Task goal:
Exactly the line with "of the awning" and the lines that follow it, through the closing line of the entries, should be restated, with nothing left out or added.
★ ★ ★ ★ ★
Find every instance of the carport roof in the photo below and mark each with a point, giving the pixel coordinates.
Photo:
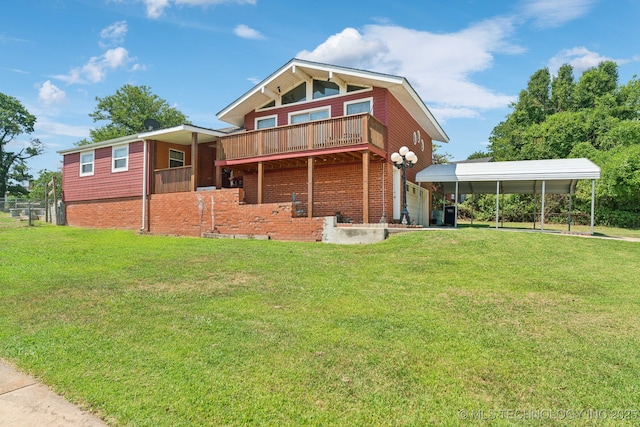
(521, 177)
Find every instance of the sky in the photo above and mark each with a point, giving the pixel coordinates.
(467, 59)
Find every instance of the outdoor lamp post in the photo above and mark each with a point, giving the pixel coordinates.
(403, 160)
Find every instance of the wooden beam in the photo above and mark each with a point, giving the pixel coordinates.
(194, 161)
(365, 187)
(260, 181)
(310, 187)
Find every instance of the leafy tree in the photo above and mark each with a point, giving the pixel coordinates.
(38, 186)
(562, 87)
(126, 111)
(15, 120)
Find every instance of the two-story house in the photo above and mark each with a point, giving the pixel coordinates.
(308, 142)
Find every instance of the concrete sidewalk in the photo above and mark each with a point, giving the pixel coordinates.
(26, 402)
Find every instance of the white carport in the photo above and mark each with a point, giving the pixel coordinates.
(555, 176)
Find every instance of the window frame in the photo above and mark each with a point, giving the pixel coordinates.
(124, 168)
(183, 158)
(257, 119)
(326, 108)
(92, 163)
(358, 101)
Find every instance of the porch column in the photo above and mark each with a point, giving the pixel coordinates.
(310, 171)
(194, 161)
(260, 181)
(542, 207)
(497, 202)
(365, 187)
(218, 176)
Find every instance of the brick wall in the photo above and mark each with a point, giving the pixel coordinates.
(190, 214)
(125, 214)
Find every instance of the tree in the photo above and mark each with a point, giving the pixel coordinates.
(127, 109)
(15, 120)
(39, 185)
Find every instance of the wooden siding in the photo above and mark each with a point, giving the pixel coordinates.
(316, 135)
(103, 184)
(336, 103)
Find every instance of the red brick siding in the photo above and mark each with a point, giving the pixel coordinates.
(189, 214)
(103, 184)
(124, 214)
(337, 188)
(400, 131)
(336, 103)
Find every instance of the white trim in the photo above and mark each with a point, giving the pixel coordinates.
(309, 111)
(358, 101)
(114, 158)
(93, 163)
(257, 119)
(176, 160)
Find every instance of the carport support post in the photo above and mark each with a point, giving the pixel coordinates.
(497, 202)
(593, 201)
(542, 207)
(455, 218)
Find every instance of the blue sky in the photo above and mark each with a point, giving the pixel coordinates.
(468, 59)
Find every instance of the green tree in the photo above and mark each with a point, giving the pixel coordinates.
(126, 111)
(15, 120)
(39, 185)
(562, 87)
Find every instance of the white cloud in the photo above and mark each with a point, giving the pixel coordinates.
(114, 34)
(155, 8)
(95, 70)
(247, 32)
(51, 94)
(554, 13)
(581, 59)
(439, 66)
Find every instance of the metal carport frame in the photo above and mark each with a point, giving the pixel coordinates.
(555, 176)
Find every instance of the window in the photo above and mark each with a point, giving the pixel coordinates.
(359, 106)
(120, 158)
(322, 89)
(297, 94)
(176, 158)
(266, 122)
(86, 163)
(307, 116)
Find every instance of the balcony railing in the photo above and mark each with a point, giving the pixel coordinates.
(316, 135)
(173, 180)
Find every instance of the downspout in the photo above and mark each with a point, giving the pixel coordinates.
(145, 179)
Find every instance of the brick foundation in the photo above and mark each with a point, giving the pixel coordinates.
(190, 214)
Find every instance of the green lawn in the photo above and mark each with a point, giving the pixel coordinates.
(426, 328)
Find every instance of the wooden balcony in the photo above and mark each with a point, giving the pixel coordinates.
(362, 129)
(173, 180)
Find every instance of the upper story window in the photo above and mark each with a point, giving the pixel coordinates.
(297, 94)
(266, 122)
(322, 89)
(176, 158)
(86, 163)
(358, 106)
(307, 116)
(120, 158)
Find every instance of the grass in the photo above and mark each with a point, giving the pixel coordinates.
(151, 330)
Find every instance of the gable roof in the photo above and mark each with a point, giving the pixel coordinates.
(521, 177)
(297, 70)
(177, 134)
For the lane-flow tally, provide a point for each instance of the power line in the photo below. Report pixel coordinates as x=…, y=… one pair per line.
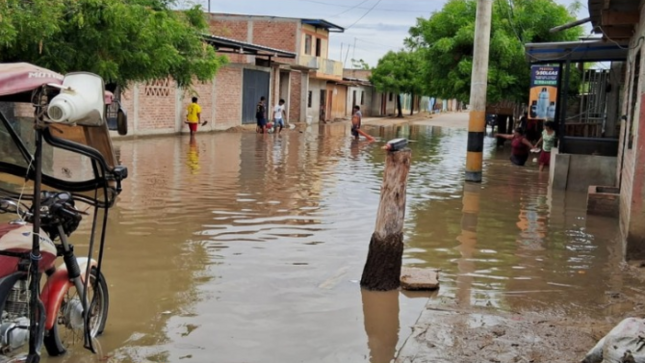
x=380, y=44
x=364, y=15
x=365, y=8
x=350, y=9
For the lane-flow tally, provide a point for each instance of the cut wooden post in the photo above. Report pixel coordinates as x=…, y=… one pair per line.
x=382, y=270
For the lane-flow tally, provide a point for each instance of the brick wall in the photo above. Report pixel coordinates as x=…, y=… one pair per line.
x=277, y=34
x=295, y=96
x=204, y=93
x=160, y=107
x=632, y=218
x=232, y=28
x=357, y=73
x=157, y=108
x=228, y=95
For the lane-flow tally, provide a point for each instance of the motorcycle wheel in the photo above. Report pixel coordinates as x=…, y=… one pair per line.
x=68, y=329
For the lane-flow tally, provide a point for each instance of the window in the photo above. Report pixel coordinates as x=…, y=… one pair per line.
x=308, y=44
x=635, y=78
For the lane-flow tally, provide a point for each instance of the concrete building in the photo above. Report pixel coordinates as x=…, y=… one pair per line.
x=158, y=107
x=278, y=58
x=601, y=133
x=315, y=91
x=361, y=92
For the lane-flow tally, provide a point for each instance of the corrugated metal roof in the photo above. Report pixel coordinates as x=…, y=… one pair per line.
x=321, y=23
x=241, y=47
x=580, y=51
x=597, y=6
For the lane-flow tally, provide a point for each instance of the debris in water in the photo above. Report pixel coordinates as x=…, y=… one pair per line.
x=419, y=279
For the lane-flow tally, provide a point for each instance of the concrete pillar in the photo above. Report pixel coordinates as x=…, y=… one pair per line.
x=304, y=93
x=614, y=101
x=135, y=106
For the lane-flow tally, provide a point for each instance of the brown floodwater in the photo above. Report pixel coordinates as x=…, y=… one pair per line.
x=240, y=247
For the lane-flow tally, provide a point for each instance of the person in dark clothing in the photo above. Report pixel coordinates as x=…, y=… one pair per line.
x=520, y=146
x=261, y=115
x=524, y=121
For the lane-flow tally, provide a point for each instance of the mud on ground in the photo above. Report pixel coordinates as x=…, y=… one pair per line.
x=453, y=336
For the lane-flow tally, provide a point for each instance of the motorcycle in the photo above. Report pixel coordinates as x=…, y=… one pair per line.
x=70, y=114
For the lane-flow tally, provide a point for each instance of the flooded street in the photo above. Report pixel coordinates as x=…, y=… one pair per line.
x=249, y=248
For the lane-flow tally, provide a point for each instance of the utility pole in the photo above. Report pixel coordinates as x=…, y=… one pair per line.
x=478, y=88
x=354, y=50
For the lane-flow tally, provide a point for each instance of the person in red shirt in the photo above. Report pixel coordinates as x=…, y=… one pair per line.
x=520, y=146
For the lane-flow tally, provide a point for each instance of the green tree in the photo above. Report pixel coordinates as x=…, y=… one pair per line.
x=397, y=72
x=446, y=40
x=123, y=41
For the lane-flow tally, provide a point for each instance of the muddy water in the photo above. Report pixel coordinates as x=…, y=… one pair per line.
x=249, y=248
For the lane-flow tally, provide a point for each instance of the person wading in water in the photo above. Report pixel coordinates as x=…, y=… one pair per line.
x=520, y=146
x=547, y=140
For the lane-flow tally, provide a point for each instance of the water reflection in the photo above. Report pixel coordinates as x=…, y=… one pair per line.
x=468, y=242
x=193, y=155
x=381, y=319
x=256, y=257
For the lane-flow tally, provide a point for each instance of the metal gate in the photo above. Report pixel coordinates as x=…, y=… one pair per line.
x=255, y=85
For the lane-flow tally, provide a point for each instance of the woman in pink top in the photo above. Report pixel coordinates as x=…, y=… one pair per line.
x=520, y=146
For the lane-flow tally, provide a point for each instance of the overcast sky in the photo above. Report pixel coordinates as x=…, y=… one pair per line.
x=375, y=26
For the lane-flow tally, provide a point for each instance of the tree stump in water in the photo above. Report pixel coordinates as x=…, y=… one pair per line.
x=382, y=270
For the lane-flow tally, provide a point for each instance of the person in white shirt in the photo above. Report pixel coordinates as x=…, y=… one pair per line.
x=279, y=114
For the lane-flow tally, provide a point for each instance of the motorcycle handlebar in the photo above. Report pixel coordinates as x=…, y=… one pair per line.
x=61, y=210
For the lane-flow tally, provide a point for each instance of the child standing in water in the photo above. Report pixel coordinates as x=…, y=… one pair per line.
x=356, y=121
x=547, y=140
x=520, y=146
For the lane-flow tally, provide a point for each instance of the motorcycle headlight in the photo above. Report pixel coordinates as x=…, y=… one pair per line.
x=80, y=101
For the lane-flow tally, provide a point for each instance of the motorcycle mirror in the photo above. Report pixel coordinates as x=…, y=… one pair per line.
x=122, y=122
x=8, y=206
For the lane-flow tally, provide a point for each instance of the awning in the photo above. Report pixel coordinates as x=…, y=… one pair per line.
x=580, y=51
x=226, y=45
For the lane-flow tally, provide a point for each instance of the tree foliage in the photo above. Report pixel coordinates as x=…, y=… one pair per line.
x=397, y=72
x=123, y=41
x=445, y=41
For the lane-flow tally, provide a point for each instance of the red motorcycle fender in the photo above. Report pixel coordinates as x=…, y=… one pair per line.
x=56, y=287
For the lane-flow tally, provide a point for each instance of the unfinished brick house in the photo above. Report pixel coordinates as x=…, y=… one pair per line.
x=311, y=83
x=269, y=56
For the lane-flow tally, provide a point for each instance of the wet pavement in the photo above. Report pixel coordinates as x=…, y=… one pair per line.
x=248, y=248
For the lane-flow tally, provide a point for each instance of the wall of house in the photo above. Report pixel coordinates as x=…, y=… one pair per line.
★ ★ ★ ★ ★
Answer box:
For the lane-flow tally, provide a point for each instance of the awning in the photo above. Report pixel coordinates as x=…, y=… one pair per line.
x=580, y=51
x=226, y=45
For the lane-flow tally, provide a point for each instance of the tree foliage in the photo above. Report pixel coordinates as x=…, y=… one pair per line.
x=397, y=72
x=123, y=41
x=445, y=41
For the lane-flow tally, provide a point for each instance of the red motorcycle fender in the photo above. Report pixel coordinates as x=…, y=… one pair per line.
x=56, y=287
For the lane-flow tally, provide a point for each instance of the unfinished brick house in the photo above. Report pixel coordinates as x=…, y=… one pair per line.
x=311, y=83
x=269, y=56
For the lane-flow tally, provide a point for each instance of the wet pavement in the photo above. Report pixel coordinates as x=…, y=… one pair per line.
x=248, y=248
For the lane-flow tally, provide a point for each instance of the wall of house in the photo above. Report pixel coordinates as x=…, y=… one pair per line.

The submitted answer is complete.